▶ Data lines:
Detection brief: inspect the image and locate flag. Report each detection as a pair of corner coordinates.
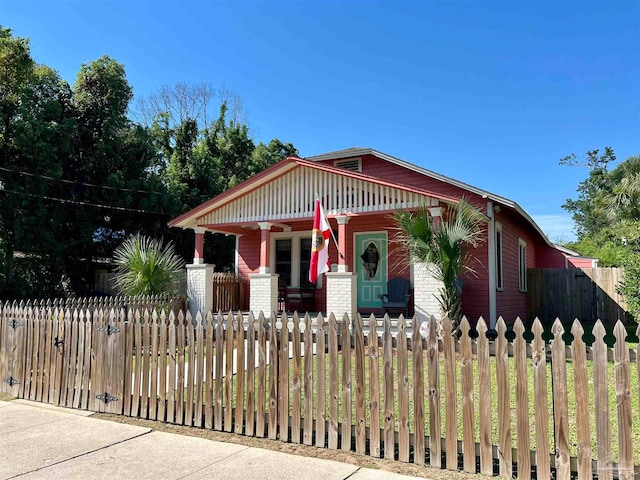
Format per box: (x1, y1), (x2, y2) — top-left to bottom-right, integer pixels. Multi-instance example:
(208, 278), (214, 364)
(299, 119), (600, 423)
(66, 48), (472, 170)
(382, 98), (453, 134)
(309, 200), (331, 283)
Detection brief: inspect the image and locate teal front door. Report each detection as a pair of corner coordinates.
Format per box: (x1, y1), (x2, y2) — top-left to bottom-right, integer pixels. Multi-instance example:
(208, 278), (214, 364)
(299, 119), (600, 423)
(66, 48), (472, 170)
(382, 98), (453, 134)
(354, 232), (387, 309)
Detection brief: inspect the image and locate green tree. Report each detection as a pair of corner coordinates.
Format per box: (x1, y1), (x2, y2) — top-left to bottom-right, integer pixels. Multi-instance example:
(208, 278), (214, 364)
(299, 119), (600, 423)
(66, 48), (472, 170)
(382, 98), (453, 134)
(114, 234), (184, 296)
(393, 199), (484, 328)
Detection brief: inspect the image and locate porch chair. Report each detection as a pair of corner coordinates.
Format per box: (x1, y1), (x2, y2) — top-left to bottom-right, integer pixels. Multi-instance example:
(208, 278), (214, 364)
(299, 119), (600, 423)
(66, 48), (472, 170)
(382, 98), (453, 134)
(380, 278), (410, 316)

==

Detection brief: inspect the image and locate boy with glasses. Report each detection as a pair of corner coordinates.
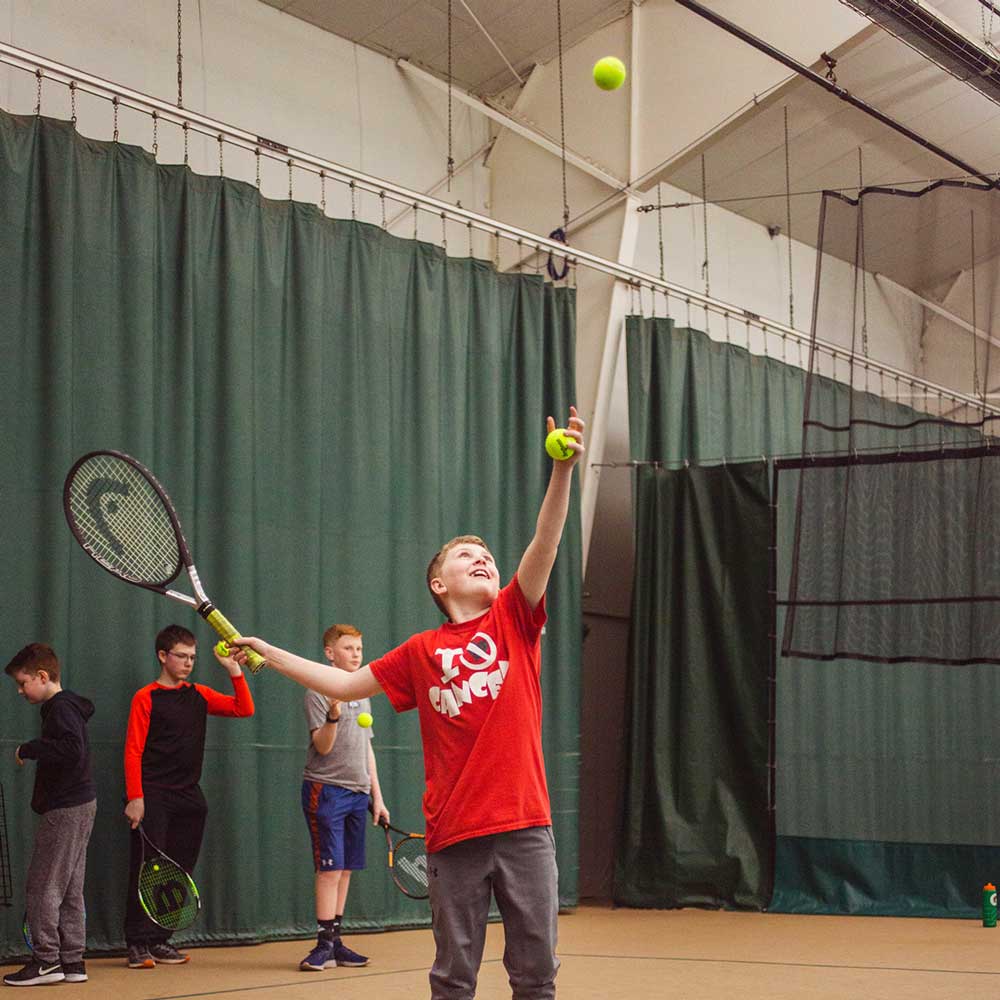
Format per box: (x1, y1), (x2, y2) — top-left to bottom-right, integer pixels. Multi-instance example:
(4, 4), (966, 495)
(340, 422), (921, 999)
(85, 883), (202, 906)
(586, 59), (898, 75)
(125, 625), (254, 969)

▶ Exercise instructions: Copy out the part of the listing that opens with the line containing "Detection brief: inspect the image and locate flag." and closes with the line containing "(309, 200), (331, 283)", both of those lines included, and omit the picture from your copy.

▶ The solution:
Detection brief: inspect the image and locate flag. Report each detection as a pair of corner coordinates.
Format per box: (x1, y1), (x2, y2) — top-left to bottom-right, integer pixels. Multi-instance example:
(208, 278), (214, 364)
(299, 119), (600, 423)
(66, 48), (472, 170)
(382, 98), (453, 134)
(309, 200), (331, 283)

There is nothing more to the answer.